From the records below, transcribe only the lines running from the one with "negative clicks: (439, 1)" through the one with "positive clicks: (840, 295)". Keep both of those end lines.

Input records: Begin

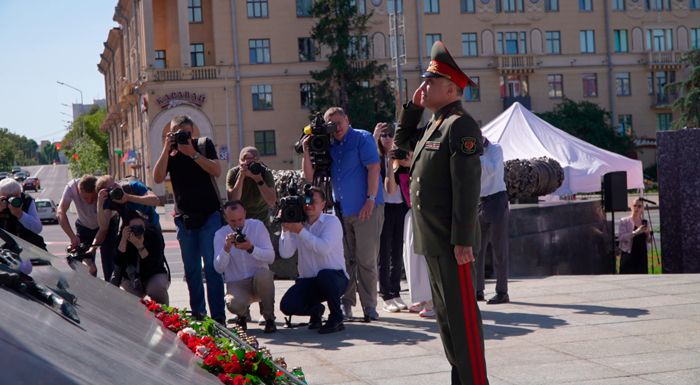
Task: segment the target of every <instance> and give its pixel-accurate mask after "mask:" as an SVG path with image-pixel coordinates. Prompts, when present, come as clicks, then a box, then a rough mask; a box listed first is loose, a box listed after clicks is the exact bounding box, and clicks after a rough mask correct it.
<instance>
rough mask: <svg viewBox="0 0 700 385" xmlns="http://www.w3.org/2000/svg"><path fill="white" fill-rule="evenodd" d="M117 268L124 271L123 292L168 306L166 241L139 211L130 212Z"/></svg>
mask: <svg viewBox="0 0 700 385" xmlns="http://www.w3.org/2000/svg"><path fill="white" fill-rule="evenodd" d="M117 245H118V246H117V255H116V256H115V257H114V264H115V265H116V266H119V267H120V268H121V285H120V286H121V288H122V289H123V290H124V291H126V292H129V293H131V294H133V295H135V296H137V297H139V298H143V297H145V296H146V295H148V296H149V297H151V299H153V300H154V301H156V302H157V303H161V304H164V305H169V303H170V298H169V296H168V287H170V280H169V279H168V271H167V270H166V269H165V258H164V256H163V237H162V236H161V235H160V234H158V232H157V231H156V230H155V229H154V228H152V227H151V226H150V225H149V224H148V220H147V217H146V216H145V215H144V214H143V213H141V212H139V211H129V212H128V213H127V214H126V216H125V217H124V221H123V222H122V229H121V231H120V232H119V236H118V237H117Z"/></svg>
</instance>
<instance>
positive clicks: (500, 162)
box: [476, 137, 510, 305]
mask: <svg viewBox="0 0 700 385" xmlns="http://www.w3.org/2000/svg"><path fill="white" fill-rule="evenodd" d="M503 172H504V170H503V150H502V149H501V146H499V145H498V144H497V143H493V142H489V140H488V139H486V137H484V155H482V156H481V194H480V196H481V200H480V202H479V225H480V226H481V250H480V251H479V258H477V260H476V272H477V281H476V290H477V292H476V298H477V300H478V301H483V300H484V299H485V298H484V288H485V285H484V265H485V261H484V259H486V249H487V247H488V245H489V242H490V243H491V250H493V265H494V270H495V272H496V295H495V296H494V297H493V298H491V299H489V300H488V301H487V302H486V303H487V304H489V305H494V304H499V303H506V302H510V298H509V297H508V241H509V237H508V213H509V209H508V194H506V182H504V181H503Z"/></svg>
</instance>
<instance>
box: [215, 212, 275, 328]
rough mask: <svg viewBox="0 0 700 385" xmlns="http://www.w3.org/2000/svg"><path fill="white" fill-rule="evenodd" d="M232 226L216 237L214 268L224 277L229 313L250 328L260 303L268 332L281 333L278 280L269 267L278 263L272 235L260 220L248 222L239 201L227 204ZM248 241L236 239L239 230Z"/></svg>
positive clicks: (226, 298) (262, 312) (215, 239)
mask: <svg viewBox="0 0 700 385" xmlns="http://www.w3.org/2000/svg"><path fill="white" fill-rule="evenodd" d="M224 217H225V218H226V222H227V223H228V224H227V225H226V226H224V227H222V228H221V229H219V230H218V231H217V232H216V234H214V252H215V257H214V269H215V270H216V272H217V273H219V274H223V275H224V282H226V296H225V297H224V301H225V302H226V307H227V308H228V310H229V311H230V312H231V313H233V314H236V315H237V316H238V320H237V323H238V324H239V325H241V327H243V329H244V330H246V329H247V318H248V311H249V306H250V304H251V303H253V302H260V305H261V306H260V307H261V312H262V315H263V317H265V330H264V332H265V333H274V332H276V331H277V326H276V325H275V281H274V275H273V273H272V272H271V271H270V267H269V264H270V263H272V262H274V261H275V250H274V249H273V248H272V242H271V241H270V233H269V232H268V231H267V228H265V225H264V224H263V223H262V222H261V221H259V220H257V219H245V217H246V211H245V209H244V208H243V204H242V203H241V201H239V200H233V201H229V202H227V203H226V204H225V205H224ZM238 227H241V228H242V230H241V231H240V232H241V233H242V234H244V235H245V241H242V240H241V239H238V240H237V239H236V236H237V234H236V228H238Z"/></svg>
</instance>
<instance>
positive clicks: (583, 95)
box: [583, 74, 598, 97]
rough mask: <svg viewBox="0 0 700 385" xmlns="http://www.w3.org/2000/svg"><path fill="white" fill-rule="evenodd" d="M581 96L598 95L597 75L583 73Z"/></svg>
mask: <svg viewBox="0 0 700 385" xmlns="http://www.w3.org/2000/svg"><path fill="white" fill-rule="evenodd" d="M583 96H586V97H595V96H598V75H597V74H583Z"/></svg>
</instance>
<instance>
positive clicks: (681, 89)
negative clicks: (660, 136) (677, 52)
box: [664, 49, 700, 130]
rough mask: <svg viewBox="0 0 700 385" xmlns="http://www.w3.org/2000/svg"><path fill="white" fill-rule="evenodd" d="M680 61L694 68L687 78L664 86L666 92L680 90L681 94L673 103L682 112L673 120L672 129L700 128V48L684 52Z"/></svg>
mask: <svg viewBox="0 0 700 385" xmlns="http://www.w3.org/2000/svg"><path fill="white" fill-rule="evenodd" d="M680 63H681V64H683V65H685V66H686V67H692V69H693V70H692V72H691V73H690V76H688V78H687V79H685V80H683V81H680V82H675V83H671V84H668V85H666V86H665V87H664V92H669V91H671V92H675V93H677V92H678V91H679V90H680V94H681V96H680V97H679V98H678V99H676V101H674V102H673V104H672V105H671V107H672V108H673V110H674V111H679V112H680V114H681V116H680V118H678V119H676V120H674V121H673V123H672V124H671V129H672V130H679V129H682V128H685V127H688V128H700V49H694V50H692V51H688V52H686V53H684V54H683V57H682V58H681V60H680Z"/></svg>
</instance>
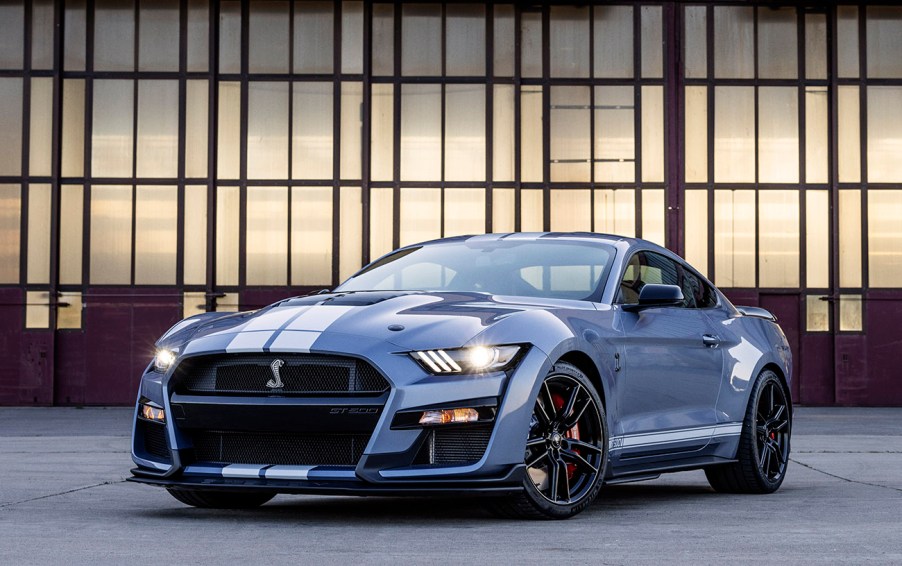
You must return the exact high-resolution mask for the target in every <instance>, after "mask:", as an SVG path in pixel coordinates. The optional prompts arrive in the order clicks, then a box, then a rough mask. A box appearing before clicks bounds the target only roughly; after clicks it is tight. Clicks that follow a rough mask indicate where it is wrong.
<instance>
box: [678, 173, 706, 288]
mask: <svg viewBox="0 0 902 566" xmlns="http://www.w3.org/2000/svg"><path fill="white" fill-rule="evenodd" d="M684 206H685V207H686V217H685V225H684V229H685V237H686V245H685V250H686V255H685V257H686V261H687V262H689V264H690V265H691V266H692V267H694V268H695V269H696V270H698V272H699V273H701V274H702V275H707V273H708V236H709V234H710V231H709V230H708V191H686V193H685V205H684Z"/></svg>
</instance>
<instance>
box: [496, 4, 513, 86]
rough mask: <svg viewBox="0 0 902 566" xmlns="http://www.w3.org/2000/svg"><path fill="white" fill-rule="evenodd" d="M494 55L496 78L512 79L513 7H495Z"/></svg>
mask: <svg viewBox="0 0 902 566" xmlns="http://www.w3.org/2000/svg"><path fill="white" fill-rule="evenodd" d="M494 25H495V31H494V42H495V53H494V63H493V67H494V71H495V76H496V77H512V76H513V75H514V51H515V48H516V45H515V43H514V29H515V24H514V8H513V6H509V5H508V6H495V22H494Z"/></svg>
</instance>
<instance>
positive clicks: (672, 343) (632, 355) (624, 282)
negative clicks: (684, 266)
mask: <svg viewBox="0 0 902 566" xmlns="http://www.w3.org/2000/svg"><path fill="white" fill-rule="evenodd" d="M690 275H691V274H690V273H689V272H688V271H687V270H686V269H685V268H684V267H683V266H682V265H681V264H680V263H679V262H676V261H675V260H673V259H671V258H668V257H666V256H664V255H662V254H659V253H655V252H650V251H639V252H637V253H636V254H634V255H633V256H632V257H631V258H630V260H629V262H628V264H627V267H626V269H625V270H624V273H623V275H622V277H621V281H620V291H619V293H618V300H617V301H615V306H614V308H615V310H616V312H617V314H616V315H615V316H616V317H617V322H618V323H619V326H620V328H621V330H622V335H621V336H622V338H621V340H622V344H621V351H622V360H621V370H620V371H619V372H617V374H616V377H615V380H616V382H615V388H616V392H615V398H616V403H617V413H618V416H619V419H618V424H619V426H618V427H617V428H616V429H615V430H614V435H613V440H612V443H611V444H612V446H613V447H616V448H618V449H619V456H620V458H621V459H623V458H629V457H639V456H644V455H654V454H665V453H672V452H684V451H694V450H698V449H700V448H702V447H704V446H705V445H706V444H707V443H708V442H709V440H710V439H711V435H712V434H713V430H714V425H715V423H716V419H715V406H716V403H717V396H718V393H719V390H720V383H721V375H722V372H723V356H722V351H721V349H720V348H719V347H718V338H717V335H716V331H715V327H714V325H713V324H712V322H711V320H710V319H709V317H708V316H707V315H706V314H705V312H704V309H701V308H697V307H698V301H697V296H698V293H697V292H696V290H695V289H693V279H692V277H695V276H692V277H689V276H690ZM695 282H696V283H698V278H697V277H695ZM649 283H658V284H665V285H680V286H681V287H682V288H683V294H684V297H685V299H684V301H683V304H682V305H680V306H670V307H653V308H647V309H643V310H640V311H637V312H629V311H626V310H624V309H623V308H622V307H621V305H622V304H627V303H635V302H638V298H639V292H640V291H641V289H642V286H644V285H646V284H649ZM618 429H619V430H618Z"/></svg>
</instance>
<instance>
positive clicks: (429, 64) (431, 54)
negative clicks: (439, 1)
mask: <svg viewBox="0 0 902 566" xmlns="http://www.w3.org/2000/svg"><path fill="white" fill-rule="evenodd" d="M402 18H403V19H402V21H401V70H402V73H403V74H404V75H432V76H437V75H441V74H442V8H441V6H433V5H428V4H405V5H404V7H403V8H402Z"/></svg>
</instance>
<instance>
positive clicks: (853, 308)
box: [839, 295, 864, 332]
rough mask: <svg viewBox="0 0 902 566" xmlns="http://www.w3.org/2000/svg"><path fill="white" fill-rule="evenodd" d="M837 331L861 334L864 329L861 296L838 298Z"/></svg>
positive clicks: (840, 295)
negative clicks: (838, 298) (837, 321)
mask: <svg viewBox="0 0 902 566" xmlns="http://www.w3.org/2000/svg"><path fill="white" fill-rule="evenodd" d="M839 329H840V331H843V332H861V330H863V329H864V318H863V313H862V308H861V295H840V296H839Z"/></svg>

Input records: End

Reply to the task:
negative clicks: (439, 1)
mask: <svg viewBox="0 0 902 566" xmlns="http://www.w3.org/2000/svg"><path fill="white" fill-rule="evenodd" d="M402 18H403V19H402V21H401V70H402V73H403V74H404V75H432V76H437V75H441V74H442V8H441V6H433V5H428V4H405V5H404V7H403V8H402Z"/></svg>
</instance>
<instance>
positive clicks: (853, 308)
box: [839, 295, 864, 332]
rough mask: <svg viewBox="0 0 902 566" xmlns="http://www.w3.org/2000/svg"><path fill="white" fill-rule="evenodd" d="M837 331L861 334L864 329L861 296L838 298Z"/></svg>
positive clicks: (840, 295)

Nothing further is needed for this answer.